## Challenge
Could you output, unchanged, everything from the line containing "Draw the outline of every instance of the fishing" down to the line containing "171], [38, 181]]", with both of those lines included?

START Available records

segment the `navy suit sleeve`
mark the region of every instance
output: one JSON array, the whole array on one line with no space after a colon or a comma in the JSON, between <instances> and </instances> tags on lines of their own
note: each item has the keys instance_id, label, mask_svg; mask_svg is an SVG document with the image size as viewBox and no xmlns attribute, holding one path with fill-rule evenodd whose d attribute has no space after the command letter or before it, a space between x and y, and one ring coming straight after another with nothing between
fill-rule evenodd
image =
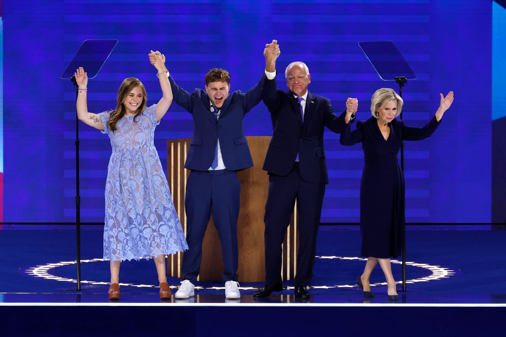
<instances>
[{"instance_id":1,"label":"navy suit sleeve","mask_svg":"<svg viewBox=\"0 0 506 337\"><path fill-rule=\"evenodd\" d=\"M351 132L351 123L345 124L339 137L339 142L343 145L351 146L360 142L364 137L364 123L357 122L357 129Z\"/></svg>"},{"instance_id":2,"label":"navy suit sleeve","mask_svg":"<svg viewBox=\"0 0 506 337\"><path fill-rule=\"evenodd\" d=\"M398 122L401 123L402 139L406 140L421 140L429 138L434 133L439 125L440 121L438 122L436 116L434 116L423 127L406 126L402 121L398 121Z\"/></svg>"},{"instance_id":3,"label":"navy suit sleeve","mask_svg":"<svg viewBox=\"0 0 506 337\"><path fill-rule=\"evenodd\" d=\"M260 79L260 81L244 94L244 100L242 102L242 107L244 109L245 114L253 109L254 107L260 103L260 101L262 101L262 88L263 87L266 78L266 77L264 73L263 76L262 76L262 78Z\"/></svg>"},{"instance_id":4,"label":"navy suit sleeve","mask_svg":"<svg viewBox=\"0 0 506 337\"><path fill-rule=\"evenodd\" d=\"M174 97L174 102L190 113L192 113L194 94L190 95L186 90L180 87L174 82L174 79L172 76L168 77L168 80L171 82L171 86L172 88L172 94Z\"/></svg>"}]
</instances>

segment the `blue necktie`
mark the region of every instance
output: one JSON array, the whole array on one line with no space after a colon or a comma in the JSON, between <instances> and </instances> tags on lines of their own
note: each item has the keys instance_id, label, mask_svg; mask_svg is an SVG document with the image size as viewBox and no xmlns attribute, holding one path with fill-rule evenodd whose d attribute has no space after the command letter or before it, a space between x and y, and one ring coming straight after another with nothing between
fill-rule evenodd
<instances>
[{"instance_id":1,"label":"blue necktie","mask_svg":"<svg viewBox=\"0 0 506 337\"><path fill-rule=\"evenodd\" d=\"M299 104L301 106L301 117L302 117L302 120L303 120L303 121L304 120L304 110L302 109L302 105L301 104L301 103L304 100L304 99L302 98L302 97L298 97L297 98L297 101L299 101ZM296 157L296 158L295 158L295 161L296 161L296 162L298 162L299 161L299 153L298 152L297 153L297 157Z\"/></svg>"},{"instance_id":2,"label":"blue necktie","mask_svg":"<svg viewBox=\"0 0 506 337\"><path fill-rule=\"evenodd\" d=\"M302 117L302 120L304 120L304 110L302 109L302 104L301 104L302 101L304 100L304 99L302 97L298 97L297 101L299 101L299 104L301 105L301 117Z\"/></svg>"},{"instance_id":3,"label":"blue necktie","mask_svg":"<svg viewBox=\"0 0 506 337\"><path fill-rule=\"evenodd\" d=\"M220 112L220 109L217 108L213 107L214 109L214 111L213 113L215 115L215 118L216 118L217 121L218 120L218 113ZM215 149L215 158L213 160L213 164L211 164L211 168L213 170L216 170L216 168L218 167L218 142L220 141L220 139L216 139L216 148Z\"/></svg>"}]
</instances>

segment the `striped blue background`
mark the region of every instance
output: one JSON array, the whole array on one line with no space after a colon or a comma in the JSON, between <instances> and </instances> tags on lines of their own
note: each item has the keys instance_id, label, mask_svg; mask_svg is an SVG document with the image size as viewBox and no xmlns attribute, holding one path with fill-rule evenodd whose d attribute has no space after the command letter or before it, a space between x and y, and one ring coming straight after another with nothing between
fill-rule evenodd
<instances>
[{"instance_id":1,"label":"striped blue background","mask_svg":"<svg viewBox=\"0 0 506 337\"><path fill-rule=\"evenodd\" d=\"M286 65L303 61L311 73L310 90L330 99L338 114L348 97L357 97L358 119L368 118L372 92L398 89L375 74L359 41L394 41L416 74L403 94L408 125L424 125L437 108L439 93L454 90L455 103L433 137L406 142L407 220L490 221L489 1L43 3L3 4L5 221L75 218L75 91L59 77L83 40L119 40L89 83L89 110L98 112L114 108L117 87L131 76L146 85L149 105L157 102L150 50L165 54L171 74L188 91L203 87L209 69L223 67L230 72L232 90L244 91L262 74L265 44L276 38L278 87L286 87ZM483 93L476 94L478 88ZM79 127L82 220L101 221L110 146L100 132ZM271 134L263 103L246 115L245 128L250 135ZM155 133L164 168L166 139L191 136L192 129L191 115L173 105ZM329 131L325 139L330 183L321 221L358 222L360 145L343 147Z\"/></svg>"}]
</instances>

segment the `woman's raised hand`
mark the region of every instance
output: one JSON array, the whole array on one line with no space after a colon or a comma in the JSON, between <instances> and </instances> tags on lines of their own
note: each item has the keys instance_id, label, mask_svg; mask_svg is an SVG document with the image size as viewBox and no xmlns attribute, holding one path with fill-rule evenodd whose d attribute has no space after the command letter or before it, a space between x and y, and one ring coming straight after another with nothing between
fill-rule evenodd
<instances>
[{"instance_id":1,"label":"woman's raised hand","mask_svg":"<svg viewBox=\"0 0 506 337\"><path fill-rule=\"evenodd\" d=\"M76 70L74 73L74 77L75 77L75 82L77 83L79 89L86 89L88 87L88 76L82 67L79 67Z\"/></svg>"},{"instance_id":2,"label":"woman's raised hand","mask_svg":"<svg viewBox=\"0 0 506 337\"><path fill-rule=\"evenodd\" d=\"M446 97L443 98L443 94L440 93L439 94L441 95L441 103L439 104L439 106L443 111L446 111L448 110L448 108L450 107L451 104L453 103L453 91L450 91L446 95Z\"/></svg>"},{"instance_id":3,"label":"woman's raised hand","mask_svg":"<svg viewBox=\"0 0 506 337\"><path fill-rule=\"evenodd\" d=\"M165 71L166 68L165 67L165 55L161 54L158 51L153 52L151 51L149 53L149 62L155 66L158 72Z\"/></svg>"}]
</instances>

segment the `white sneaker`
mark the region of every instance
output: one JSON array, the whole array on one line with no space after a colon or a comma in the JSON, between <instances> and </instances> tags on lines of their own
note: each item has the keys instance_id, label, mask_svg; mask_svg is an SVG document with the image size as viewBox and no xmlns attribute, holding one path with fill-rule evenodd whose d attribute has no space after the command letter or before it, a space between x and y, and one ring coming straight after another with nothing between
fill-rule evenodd
<instances>
[{"instance_id":1,"label":"white sneaker","mask_svg":"<svg viewBox=\"0 0 506 337\"><path fill-rule=\"evenodd\" d=\"M227 299L241 298L241 293L239 292L239 283L235 281L225 282L225 296Z\"/></svg>"},{"instance_id":2,"label":"white sneaker","mask_svg":"<svg viewBox=\"0 0 506 337\"><path fill-rule=\"evenodd\" d=\"M177 299L188 299L195 296L195 285L189 280L181 282L179 289L176 292L174 297Z\"/></svg>"}]
</instances>

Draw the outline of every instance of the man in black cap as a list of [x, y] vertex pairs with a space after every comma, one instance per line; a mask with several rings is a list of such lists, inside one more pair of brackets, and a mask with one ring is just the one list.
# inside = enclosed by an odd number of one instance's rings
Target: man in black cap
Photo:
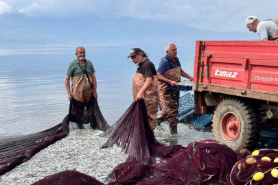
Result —
[[133, 75], [133, 99], [144, 99], [149, 125], [154, 130], [159, 103], [157, 71], [147, 54], [141, 49], [132, 48], [128, 58], [130, 57], [138, 67]]

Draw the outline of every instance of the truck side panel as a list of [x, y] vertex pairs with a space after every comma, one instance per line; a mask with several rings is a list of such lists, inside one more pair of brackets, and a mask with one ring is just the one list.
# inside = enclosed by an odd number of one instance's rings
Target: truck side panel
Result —
[[273, 41], [196, 41], [193, 89], [278, 102], [277, 51]]

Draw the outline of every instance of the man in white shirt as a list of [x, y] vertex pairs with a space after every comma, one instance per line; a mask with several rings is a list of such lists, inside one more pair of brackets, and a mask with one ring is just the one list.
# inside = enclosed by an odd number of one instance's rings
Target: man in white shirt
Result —
[[260, 21], [255, 16], [249, 16], [245, 23], [250, 32], [258, 34], [261, 40], [278, 41], [278, 20]]

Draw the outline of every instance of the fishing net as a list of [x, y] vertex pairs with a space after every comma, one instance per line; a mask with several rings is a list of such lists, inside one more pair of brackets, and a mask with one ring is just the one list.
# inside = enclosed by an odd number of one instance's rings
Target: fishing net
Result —
[[69, 132], [69, 125], [71, 125], [80, 129], [84, 129], [85, 125], [89, 125], [89, 127], [102, 131], [109, 127], [95, 97], [85, 103], [73, 99], [70, 103], [69, 114], [61, 123], [38, 133], [0, 140], [0, 175], [30, 160], [41, 149], [67, 136]]
[[134, 101], [112, 127], [114, 130], [108, 130], [102, 135], [113, 132], [102, 148], [116, 144], [129, 154], [130, 158], [142, 161], [150, 158], [151, 145], [161, 145], [149, 126], [143, 100]]
[[[268, 157], [267, 160], [264, 157]], [[278, 169], [278, 162], [274, 160], [278, 158], [278, 150], [260, 149], [259, 155], [248, 156], [247, 158], [238, 161], [231, 173], [231, 184], [277, 184], [278, 177], [274, 177], [271, 175], [273, 169]], [[255, 180], [255, 173], [262, 172], [264, 175], [260, 180]], [[277, 174], [278, 175], [278, 174]]]
[[[235, 152], [214, 140], [192, 143], [187, 147], [160, 144], [148, 124], [143, 101], [133, 102], [113, 127], [102, 147], [116, 144], [129, 156], [105, 184], [202, 184], [210, 180], [228, 183], [237, 162]], [[157, 162], [157, 158], [163, 162]]]
[[32, 185], [104, 185], [94, 177], [76, 171], [65, 171], [38, 181]]

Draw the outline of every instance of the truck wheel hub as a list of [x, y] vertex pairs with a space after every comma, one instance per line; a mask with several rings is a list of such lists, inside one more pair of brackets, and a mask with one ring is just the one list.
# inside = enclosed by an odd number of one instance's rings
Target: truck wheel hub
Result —
[[235, 140], [240, 134], [240, 123], [233, 112], [226, 112], [221, 118], [221, 134], [227, 142]]

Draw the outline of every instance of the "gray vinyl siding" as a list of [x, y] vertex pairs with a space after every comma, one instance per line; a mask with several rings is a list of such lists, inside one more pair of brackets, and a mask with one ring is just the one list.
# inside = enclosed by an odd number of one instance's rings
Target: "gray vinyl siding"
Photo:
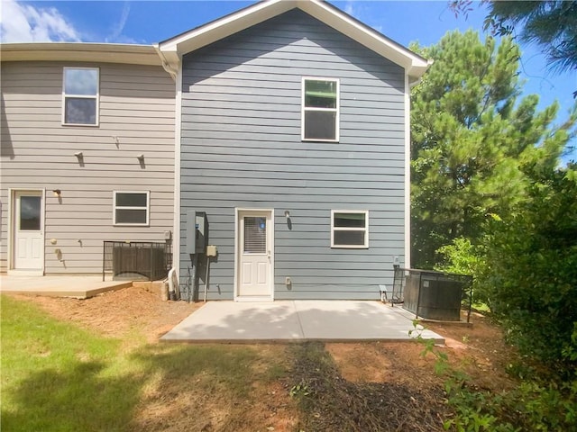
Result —
[[[100, 69], [97, 127], [61, 124], [62, 71], [74, 66]], [[173, 230], [175, 93], [160, 67], [2, 63], [1, 271], [7, 268], [9, 188], [46, 190], [46, 274], [100, 273], [103, 240], [165, 241], [164, 231]], [[62, 191], [61, 203], [53, 189]], [[150, 226], [113, 225], [114, 190], [150, 191]]]
[[[338, 143], [301, 141], [303, 76], [340, 80]], [[405, 255], [404, 91], [401, 68], [298, 11], [186, 55], [181, 283], [188, 210], [218, 248], [208, 299], [232, 299], [234, 209], [274, 209], [275, 299], [378, 299]], [[369, 248], [330, 248], [331, 210], [369, 211]]]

END Available records

## Task solution
Draw the outline of every instance of the fishing net as a list of [x, y] vertex pairs with a space after every comma, one instance per line; a mask with several rings is a list of such lists, inside one more pair of brackets, and a mask with one ring is just the one list.
# inside = enclosed by an odd number of one instance's rings
Target: fishing net
Result —
[[69, 132], [69, 125], [71, 125], [80, 129], [84, 129], [85, 125], [89, 125], [89, 127], [102, 131], [109, 127], [95, 97], [85, 103], [73, 99], [70, 103], [69, 114], [61, 123], [38, 133], [0, 140], [0, 175], [30, 160], [41, 149], [67, 136]]
[[134, 101], [112, 127], [114, 130], [108, 130], [102, 135], [113, 132], [102, 148], [116, 144], [129, 154], [130, 158], [142, 161], [150, 158], [151, 145], [161, 145], [149, 126], [143, 100]]
[[[268, 157], [267, 160], [264, 157]], [[278, 169], [278, 162], [274, 160], [278, 158], [278, 150], [260, 149], [259, 155], [248, 156], [247, 158], [238, 161], [231, 173], [231, 184], [277, 184], [278, 177], [274, 177], [271, 175], [273, 169]], [[255, 180], [255, 173], [262, 172], [264, 175], [260, 180]], [[277, 174], [278, 175], [278, 174]]]
[[[235, 152], [214, 140], [192, 143], [187, 147], [160, 144], [148, 124], [143, 101], [133, 102], [113, 127], [102, 147], [116, 144], [129, 156], [105, 184], [202, 184], [210, 180], [228, 183], [237, 162]], [[157, 162], [157, 158], [163, 162]]]
[[32, 185], [104, 185], [94, 177], [76, 171], [65, 171], [38, 181]]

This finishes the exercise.